• What you should do: How many lines of the records below contain the string "every", counting case as significant? Reply with the number alone.

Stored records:
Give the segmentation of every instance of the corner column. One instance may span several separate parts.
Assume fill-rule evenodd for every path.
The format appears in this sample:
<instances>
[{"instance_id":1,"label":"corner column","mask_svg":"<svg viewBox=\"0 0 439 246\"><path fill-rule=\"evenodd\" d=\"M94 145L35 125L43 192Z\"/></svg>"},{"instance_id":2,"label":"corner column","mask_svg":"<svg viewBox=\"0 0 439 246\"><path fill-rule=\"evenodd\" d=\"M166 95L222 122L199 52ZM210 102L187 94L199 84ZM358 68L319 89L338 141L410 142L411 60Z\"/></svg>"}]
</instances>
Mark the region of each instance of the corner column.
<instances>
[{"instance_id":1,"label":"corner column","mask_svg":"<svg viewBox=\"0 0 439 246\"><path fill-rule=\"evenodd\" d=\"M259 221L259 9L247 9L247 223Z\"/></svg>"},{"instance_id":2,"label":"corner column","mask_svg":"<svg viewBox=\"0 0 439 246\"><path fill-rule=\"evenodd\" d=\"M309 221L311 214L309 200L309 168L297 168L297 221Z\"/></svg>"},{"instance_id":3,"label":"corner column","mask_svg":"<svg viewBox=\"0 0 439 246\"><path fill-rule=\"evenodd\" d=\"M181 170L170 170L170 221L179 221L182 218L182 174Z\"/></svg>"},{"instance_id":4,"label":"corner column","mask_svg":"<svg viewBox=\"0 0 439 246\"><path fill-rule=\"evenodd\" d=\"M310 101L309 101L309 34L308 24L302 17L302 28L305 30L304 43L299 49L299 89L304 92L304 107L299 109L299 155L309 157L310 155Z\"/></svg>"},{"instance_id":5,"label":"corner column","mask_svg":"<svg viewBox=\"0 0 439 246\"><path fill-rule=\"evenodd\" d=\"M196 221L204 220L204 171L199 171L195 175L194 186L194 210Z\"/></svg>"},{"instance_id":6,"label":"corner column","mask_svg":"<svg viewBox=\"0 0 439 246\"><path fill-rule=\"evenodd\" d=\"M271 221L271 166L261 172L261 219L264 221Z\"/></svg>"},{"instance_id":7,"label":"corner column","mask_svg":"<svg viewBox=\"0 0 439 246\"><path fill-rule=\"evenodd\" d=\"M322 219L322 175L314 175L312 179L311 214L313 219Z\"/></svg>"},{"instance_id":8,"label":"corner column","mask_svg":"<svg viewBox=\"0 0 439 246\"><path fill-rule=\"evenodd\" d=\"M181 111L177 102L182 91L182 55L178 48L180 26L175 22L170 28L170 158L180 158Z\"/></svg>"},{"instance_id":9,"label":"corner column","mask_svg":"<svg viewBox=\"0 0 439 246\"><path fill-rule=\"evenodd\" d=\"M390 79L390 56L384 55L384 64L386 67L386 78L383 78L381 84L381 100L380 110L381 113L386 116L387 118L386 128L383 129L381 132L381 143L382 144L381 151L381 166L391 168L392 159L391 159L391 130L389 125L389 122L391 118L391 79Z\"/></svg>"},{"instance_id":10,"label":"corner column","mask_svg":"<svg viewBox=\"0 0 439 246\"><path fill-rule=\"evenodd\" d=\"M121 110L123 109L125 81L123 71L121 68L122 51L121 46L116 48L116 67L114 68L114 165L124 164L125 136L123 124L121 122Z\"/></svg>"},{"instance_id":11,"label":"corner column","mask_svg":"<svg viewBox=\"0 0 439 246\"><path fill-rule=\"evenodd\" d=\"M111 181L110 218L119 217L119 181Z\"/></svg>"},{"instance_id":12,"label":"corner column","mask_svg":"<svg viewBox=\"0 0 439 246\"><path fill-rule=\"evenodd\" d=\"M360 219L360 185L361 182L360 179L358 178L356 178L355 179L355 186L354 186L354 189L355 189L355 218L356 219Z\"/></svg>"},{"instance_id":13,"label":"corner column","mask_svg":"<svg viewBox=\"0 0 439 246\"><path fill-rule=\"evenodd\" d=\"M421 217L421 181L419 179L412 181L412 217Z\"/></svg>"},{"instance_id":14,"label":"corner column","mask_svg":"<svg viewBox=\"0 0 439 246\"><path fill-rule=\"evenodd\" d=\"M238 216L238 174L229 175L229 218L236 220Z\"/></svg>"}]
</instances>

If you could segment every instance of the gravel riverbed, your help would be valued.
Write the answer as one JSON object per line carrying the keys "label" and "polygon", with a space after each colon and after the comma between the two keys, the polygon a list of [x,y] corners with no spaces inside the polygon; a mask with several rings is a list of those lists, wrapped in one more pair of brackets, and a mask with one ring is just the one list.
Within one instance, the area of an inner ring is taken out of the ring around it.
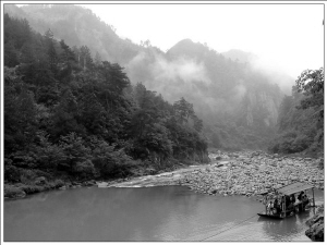
{"label": "gravel riverbed", "polygon": [[[99,187],[149,187],[186,185],[208,195],[246,195],[279,188],[293,182],[305,182],[324,188],[323,159],[280,157],[263,151],[209,154],[211,162],[173,172],[135,177],[122,183],[98,183]],[[217,160],[219,159],[219,160]]]}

• Result of this exercise: 3